**EXERCISE REQUIREMENTS**
Copy every line of the entries that includes the word "blurred".

(Saved entries)
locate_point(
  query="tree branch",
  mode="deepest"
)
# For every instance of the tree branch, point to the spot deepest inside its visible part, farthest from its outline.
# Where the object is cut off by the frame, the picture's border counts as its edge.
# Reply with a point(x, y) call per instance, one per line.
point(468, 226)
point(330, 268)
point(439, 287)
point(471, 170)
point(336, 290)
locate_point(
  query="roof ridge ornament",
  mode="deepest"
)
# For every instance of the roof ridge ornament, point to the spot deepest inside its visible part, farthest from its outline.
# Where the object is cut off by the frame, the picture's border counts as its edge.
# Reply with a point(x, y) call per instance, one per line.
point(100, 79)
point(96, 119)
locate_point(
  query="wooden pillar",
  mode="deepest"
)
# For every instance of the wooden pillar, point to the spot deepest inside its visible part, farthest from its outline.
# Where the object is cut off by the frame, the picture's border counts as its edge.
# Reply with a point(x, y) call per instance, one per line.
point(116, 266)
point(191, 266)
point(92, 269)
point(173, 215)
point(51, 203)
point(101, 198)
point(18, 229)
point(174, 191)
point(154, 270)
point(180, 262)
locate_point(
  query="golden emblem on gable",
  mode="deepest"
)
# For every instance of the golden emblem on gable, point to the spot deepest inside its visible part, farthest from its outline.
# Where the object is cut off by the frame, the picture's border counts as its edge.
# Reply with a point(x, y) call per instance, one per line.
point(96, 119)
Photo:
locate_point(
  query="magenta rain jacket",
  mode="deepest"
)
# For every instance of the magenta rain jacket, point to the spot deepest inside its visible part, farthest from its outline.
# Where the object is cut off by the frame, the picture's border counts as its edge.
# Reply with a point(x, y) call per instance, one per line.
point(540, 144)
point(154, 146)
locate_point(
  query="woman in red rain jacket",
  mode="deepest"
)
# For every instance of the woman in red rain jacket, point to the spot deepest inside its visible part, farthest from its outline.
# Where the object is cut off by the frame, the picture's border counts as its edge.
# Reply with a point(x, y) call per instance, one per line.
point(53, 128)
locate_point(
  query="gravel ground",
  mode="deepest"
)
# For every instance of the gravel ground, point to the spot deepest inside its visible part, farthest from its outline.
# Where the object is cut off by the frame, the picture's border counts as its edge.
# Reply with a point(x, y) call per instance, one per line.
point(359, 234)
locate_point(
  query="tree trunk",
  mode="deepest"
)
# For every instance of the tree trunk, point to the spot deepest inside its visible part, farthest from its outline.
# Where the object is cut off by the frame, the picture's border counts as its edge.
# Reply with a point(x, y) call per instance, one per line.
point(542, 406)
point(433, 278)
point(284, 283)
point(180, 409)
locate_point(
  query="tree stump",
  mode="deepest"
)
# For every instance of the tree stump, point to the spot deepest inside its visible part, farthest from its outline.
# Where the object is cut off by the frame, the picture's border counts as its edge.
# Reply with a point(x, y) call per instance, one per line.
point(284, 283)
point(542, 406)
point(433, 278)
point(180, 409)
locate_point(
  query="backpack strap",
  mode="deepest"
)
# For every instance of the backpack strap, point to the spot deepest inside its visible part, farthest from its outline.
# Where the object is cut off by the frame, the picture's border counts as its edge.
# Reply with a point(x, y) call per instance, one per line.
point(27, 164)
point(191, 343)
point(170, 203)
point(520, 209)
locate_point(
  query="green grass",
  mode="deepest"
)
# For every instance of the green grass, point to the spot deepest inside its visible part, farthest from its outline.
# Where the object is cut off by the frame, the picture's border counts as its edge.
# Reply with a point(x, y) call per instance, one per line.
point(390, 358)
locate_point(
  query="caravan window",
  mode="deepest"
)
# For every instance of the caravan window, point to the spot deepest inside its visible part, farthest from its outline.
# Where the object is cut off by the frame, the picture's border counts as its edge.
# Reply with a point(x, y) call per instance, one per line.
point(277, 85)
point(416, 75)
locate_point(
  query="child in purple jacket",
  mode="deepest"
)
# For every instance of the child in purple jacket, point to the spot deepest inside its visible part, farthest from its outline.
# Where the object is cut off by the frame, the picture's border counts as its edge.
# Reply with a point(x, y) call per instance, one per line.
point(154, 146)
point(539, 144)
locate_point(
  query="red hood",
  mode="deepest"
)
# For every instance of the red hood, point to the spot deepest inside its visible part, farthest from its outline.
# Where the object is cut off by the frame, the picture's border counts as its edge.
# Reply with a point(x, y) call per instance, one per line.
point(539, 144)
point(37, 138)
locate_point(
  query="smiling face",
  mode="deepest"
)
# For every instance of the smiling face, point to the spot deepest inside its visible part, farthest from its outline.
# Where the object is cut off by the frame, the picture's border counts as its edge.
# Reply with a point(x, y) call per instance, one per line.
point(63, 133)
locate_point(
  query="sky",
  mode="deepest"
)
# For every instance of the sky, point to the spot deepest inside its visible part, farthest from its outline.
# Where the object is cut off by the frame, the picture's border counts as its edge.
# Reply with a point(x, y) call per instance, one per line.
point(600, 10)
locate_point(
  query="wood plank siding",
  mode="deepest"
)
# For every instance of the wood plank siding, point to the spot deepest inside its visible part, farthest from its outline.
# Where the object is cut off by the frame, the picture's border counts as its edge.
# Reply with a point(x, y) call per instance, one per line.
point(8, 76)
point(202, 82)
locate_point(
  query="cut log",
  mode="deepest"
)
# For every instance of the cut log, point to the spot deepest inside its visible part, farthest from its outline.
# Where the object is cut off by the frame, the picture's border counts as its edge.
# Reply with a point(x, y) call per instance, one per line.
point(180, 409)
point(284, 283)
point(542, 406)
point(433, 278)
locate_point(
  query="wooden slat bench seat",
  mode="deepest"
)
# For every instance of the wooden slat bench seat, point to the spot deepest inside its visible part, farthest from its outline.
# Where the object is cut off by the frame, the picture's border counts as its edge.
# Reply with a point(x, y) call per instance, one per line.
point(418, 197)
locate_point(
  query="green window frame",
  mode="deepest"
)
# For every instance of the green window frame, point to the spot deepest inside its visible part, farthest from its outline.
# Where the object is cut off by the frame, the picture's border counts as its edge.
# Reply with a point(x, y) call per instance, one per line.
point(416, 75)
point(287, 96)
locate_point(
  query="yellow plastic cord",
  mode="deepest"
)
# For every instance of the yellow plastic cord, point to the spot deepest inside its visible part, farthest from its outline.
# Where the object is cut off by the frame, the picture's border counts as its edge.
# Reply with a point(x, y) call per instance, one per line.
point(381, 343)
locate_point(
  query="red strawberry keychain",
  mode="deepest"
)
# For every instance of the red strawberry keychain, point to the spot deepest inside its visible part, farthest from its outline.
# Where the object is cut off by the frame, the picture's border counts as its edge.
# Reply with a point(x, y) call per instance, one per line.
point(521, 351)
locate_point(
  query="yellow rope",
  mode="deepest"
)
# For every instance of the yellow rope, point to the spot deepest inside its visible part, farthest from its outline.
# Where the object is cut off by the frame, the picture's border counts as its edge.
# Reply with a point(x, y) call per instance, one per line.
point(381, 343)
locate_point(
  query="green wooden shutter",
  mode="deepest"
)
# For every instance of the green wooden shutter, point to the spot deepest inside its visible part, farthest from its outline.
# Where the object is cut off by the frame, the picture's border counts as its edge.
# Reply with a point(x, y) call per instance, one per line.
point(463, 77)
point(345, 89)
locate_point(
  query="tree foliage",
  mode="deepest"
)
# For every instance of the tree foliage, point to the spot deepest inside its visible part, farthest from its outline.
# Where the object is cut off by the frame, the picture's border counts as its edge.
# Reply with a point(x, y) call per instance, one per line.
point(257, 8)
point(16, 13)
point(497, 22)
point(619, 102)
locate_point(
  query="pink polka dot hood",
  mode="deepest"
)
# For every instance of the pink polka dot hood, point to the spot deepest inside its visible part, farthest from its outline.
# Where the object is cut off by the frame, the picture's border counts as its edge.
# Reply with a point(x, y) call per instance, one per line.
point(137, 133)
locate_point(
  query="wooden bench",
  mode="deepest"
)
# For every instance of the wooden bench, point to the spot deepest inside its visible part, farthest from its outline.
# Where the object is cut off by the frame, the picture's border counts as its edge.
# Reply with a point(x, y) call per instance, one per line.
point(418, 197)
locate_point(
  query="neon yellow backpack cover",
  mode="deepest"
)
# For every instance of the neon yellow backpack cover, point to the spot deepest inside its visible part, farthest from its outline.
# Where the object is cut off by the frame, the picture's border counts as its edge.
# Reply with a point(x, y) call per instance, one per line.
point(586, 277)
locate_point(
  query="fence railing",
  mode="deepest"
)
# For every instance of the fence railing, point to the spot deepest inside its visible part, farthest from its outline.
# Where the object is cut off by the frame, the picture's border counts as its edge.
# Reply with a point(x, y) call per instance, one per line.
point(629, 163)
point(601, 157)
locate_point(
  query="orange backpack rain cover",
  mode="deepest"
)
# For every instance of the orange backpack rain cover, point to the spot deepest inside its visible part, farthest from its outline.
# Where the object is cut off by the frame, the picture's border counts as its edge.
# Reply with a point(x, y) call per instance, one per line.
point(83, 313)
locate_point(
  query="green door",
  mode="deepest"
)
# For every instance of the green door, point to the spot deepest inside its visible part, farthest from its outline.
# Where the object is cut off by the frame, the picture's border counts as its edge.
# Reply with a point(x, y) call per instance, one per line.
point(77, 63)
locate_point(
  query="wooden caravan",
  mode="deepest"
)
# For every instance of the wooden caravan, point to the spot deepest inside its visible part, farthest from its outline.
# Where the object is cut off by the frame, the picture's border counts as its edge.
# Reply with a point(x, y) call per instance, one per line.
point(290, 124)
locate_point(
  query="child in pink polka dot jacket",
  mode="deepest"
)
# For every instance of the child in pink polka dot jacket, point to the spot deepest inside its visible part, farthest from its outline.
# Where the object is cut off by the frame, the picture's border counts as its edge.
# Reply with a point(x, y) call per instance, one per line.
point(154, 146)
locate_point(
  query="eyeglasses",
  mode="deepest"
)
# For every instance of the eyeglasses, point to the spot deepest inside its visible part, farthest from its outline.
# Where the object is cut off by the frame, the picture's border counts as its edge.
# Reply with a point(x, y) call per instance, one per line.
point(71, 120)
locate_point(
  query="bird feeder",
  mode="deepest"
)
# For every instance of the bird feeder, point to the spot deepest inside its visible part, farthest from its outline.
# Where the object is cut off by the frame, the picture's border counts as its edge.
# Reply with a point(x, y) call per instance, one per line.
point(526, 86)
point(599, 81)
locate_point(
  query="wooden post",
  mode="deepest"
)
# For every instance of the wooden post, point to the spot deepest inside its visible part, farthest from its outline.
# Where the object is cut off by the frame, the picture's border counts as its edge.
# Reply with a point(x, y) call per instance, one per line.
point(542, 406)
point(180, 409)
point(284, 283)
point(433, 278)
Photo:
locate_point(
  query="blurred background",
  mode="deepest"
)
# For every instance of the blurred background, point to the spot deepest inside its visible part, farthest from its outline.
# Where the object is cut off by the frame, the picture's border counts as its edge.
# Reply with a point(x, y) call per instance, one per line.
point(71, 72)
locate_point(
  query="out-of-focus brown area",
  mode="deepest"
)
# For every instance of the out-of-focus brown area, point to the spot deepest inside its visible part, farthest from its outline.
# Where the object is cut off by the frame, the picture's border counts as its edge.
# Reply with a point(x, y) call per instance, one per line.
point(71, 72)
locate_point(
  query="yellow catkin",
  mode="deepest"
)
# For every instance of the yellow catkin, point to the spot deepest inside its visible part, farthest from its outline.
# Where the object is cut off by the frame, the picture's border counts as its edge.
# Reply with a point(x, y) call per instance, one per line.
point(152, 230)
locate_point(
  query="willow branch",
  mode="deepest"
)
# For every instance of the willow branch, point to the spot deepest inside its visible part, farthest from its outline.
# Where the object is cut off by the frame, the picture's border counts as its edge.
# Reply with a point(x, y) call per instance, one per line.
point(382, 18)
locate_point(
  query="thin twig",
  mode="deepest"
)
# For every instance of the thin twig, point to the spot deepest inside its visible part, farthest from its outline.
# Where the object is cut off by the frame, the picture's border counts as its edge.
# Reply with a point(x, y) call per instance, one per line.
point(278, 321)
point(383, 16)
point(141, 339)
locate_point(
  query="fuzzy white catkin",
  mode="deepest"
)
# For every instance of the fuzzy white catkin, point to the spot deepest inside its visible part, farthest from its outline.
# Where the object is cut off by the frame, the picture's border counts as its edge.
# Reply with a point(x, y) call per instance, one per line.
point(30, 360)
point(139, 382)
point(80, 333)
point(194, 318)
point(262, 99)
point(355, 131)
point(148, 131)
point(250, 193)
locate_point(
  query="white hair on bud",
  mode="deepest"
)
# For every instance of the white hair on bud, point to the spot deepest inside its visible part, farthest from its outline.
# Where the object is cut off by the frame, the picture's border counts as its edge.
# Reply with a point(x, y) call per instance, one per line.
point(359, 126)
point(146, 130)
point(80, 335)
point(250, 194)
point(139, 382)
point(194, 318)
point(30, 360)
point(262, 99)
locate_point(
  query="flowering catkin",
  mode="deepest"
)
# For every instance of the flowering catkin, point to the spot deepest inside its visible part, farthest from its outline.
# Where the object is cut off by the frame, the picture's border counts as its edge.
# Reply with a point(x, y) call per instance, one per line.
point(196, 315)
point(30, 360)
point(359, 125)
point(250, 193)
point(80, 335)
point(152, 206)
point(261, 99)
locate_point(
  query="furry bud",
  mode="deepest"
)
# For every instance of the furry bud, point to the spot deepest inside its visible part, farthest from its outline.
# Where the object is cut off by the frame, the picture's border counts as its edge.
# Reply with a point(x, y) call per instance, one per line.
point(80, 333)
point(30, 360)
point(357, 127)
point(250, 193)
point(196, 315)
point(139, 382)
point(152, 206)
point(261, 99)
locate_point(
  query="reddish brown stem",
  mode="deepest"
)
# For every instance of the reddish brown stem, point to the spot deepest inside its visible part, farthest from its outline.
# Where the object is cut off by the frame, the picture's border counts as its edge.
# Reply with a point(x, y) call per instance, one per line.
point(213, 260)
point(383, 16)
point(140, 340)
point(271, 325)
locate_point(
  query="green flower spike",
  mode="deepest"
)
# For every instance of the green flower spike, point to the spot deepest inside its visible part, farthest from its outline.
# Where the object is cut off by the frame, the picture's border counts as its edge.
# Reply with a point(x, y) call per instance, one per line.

**RESPONSE TO THIS EXERCISE**
  query="blurred background",
# For every instance of the blurred background, point to the spot deepest inside its visible part, farthest from its outline.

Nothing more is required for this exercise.